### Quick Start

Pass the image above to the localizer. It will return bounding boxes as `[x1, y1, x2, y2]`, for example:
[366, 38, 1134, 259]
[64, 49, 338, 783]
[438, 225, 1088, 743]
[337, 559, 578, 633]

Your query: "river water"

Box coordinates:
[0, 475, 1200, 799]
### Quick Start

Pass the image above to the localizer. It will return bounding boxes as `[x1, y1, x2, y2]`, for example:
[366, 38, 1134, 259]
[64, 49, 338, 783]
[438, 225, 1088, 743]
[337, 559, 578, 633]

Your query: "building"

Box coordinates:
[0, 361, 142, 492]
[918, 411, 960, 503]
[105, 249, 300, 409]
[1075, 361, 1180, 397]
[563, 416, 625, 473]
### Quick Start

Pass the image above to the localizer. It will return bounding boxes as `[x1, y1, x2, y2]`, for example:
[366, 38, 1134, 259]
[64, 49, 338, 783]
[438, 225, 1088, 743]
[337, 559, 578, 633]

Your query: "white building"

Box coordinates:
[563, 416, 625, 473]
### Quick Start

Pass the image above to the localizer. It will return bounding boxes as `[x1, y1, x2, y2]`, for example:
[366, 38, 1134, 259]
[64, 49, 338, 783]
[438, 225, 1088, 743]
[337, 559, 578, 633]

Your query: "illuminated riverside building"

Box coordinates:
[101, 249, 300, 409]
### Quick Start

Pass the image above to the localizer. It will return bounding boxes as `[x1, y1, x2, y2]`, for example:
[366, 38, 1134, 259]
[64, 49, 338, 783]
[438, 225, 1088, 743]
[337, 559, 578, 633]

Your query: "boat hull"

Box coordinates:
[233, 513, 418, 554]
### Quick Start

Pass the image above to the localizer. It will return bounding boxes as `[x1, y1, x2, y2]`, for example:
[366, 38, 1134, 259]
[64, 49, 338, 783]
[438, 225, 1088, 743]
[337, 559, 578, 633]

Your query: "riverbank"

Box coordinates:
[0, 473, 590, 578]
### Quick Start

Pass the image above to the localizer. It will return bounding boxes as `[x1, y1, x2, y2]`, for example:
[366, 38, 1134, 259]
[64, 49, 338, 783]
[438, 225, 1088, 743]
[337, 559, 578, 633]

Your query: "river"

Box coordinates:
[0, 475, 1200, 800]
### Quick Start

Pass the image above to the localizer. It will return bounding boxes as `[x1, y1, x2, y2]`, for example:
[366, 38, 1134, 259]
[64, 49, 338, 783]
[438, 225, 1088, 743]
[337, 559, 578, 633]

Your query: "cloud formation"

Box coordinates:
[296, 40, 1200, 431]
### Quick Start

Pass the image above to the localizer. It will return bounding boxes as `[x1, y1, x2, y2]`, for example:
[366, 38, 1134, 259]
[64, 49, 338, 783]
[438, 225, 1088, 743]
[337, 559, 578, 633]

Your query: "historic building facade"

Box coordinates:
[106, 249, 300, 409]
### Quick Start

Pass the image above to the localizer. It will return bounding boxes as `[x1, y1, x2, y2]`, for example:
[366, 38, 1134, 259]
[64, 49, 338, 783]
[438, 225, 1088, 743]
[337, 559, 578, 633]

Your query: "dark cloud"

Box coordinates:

+++

**Detalles de la tarea:** Da formato de lista JSON de cadenas a todas las líneas del material de arriba, con una cadena por línea y sin incluir las líneas vacías.

**Resultado de la tarea:**
[
  "### Quick Start",
  "Pass the image above to the localizer. It will return bounding boxes as `[x1, y1, x2, y2]`, for example:",
  "[366, 38, 1134, 259]",
  "[64, 49, 338, 783]",
  "[438, 225, 1088, 743]",
  "[337, 559, 578, 633]",
  "Your query: \"river water\"",
  "Box coordinates:",
  "[0, 475, 1200, 799]",
  "### Quick Start",
  "Pass the image above to the localizer. It will return bounding boxes as `[x1, y1, x2, y2]`, for example:",
  "[366, 38, 1134, 259]",
  "[64, 49, 338, 783]",
  "[438, 225, 1088, 743]",
  "[337, 559, 578, 633]",
  "Your query: \"building\"",
  "Box coordinates:",
  "[0, 361, 142, 492]",
  "[918, 411, 960, 503]",
  "[105, 249, 300, 409]",
  "[1075, 361, 1180, 397]",
  "[563, 416, 625, 473]",
  "### Quick Start",
  "Pass the image above to the localizer. It will return bounding boxes as `[x1, y1, x2, y2]`, for example:",
  "[366, 38, 1134, 259]",
  "[64, 49, 338, 783]",
  "[438, 225, 1088, 743]",
  "[337, 559, 578, 633]",
  "Your query: \"white building\"",
  "Box coordinates:",
  "[563, 416, 625, 473]",
  "### Quick Start",
  "Pass the image above to the localizer. It will return bounding boxes as `[x1, y1, x2, y2]`, for example:",
  "[366, 38, 1134, 259]",
  "[64, 49, 338, 783]",
  "[438, 225, 1088, 743]",
  "[337, 559, 578, 633]",
  "Your query: \"illuminated riverside building\"",
  "Box coordinates:",
  "[101, 249, 300, 409]",
  "### Quick Start",
  "Pass the image above to the localizer. It will return bounding boxes as `[x1, y1, x2, y2]`, for example:",
  "[366, 38, 1134, 259]",
  "[64, 49, 338, 783]",
  "[438, 225, 1088, 743]",
  "[337, 559, 578, 633]",
  "Your query: \"boat hull\"",
  "Box coordinates:",
  "[233, 513, 418, 554]",
  "### Quick Start",
  "Pass the image above to the localizer. It will return bounding boxes as `[x1, y1, x2, y2]`, for example:",
  "[366, 38, 1134, 259]",
  "[64, 49, 338, 783]",
  "[438, 225, 1088, 743]",
  "[337, 559, 578, 633]",
  "Your query: \"riverbank\"",
  "Box coordinates:",
  "[0, 473, 590, 578]",
  "### Quick Start",
  "Pass the image above to the localizer. It will return bounding boxes as `[x1, y1, x2, y2]`, for example:",
  "[366, 38, 1134, 259]",
  "[64, 49, 338, 783]",
  "[438, 225, 1088, 743]",
  "[337, 559, 578, 633]",
  "Your query: \"river\"",
  "Box coordinates:",
  "[0, 475, 1200, 800]",
  "### Quick Start",
  "Pass the image above to the localizer. It will return bounding boxes as `[x1, y1, x2, y2]`, for example:",
  "[366, 38, 1134, 259]",
  "[64, 49, 338, 783]",
  "[438, 225, 1088, 743]",
  "[337, 559, 578, 633]",
  "Your query: \"cloud formation\"",
  "Box coordinates:",
  "[296, 40, 1200, 431]",
  "### Quick Start",
  "Pass the image above to the localizer. It will return bounding boxes as `[x1, y1, x2, y2]`, for example:",
  "[366, 38, 1134, 259]",
  "[64, 49, 338, 783]",
  "[438, 225, 1088, 743]",
  "[337, 559, 578, 633]",
  "Your query: \"historic building facade\"",
  "Box coordinates:",
  "[106, 249, 300, 409]",
  "### Quick Start",
  "Pass the image above to the localizer. It will return bounding boxes as `[x1, y1, x2, y2]`, for example:",
  "[366, 38, 1134, 259]",
  "[64, 49, 338, 783]",
  "[438, 225, 1088, 743]",
  "[337, 559, 578, 633]",
  "Your query: \"dark cloud\"",
  "Box coordinates:"
]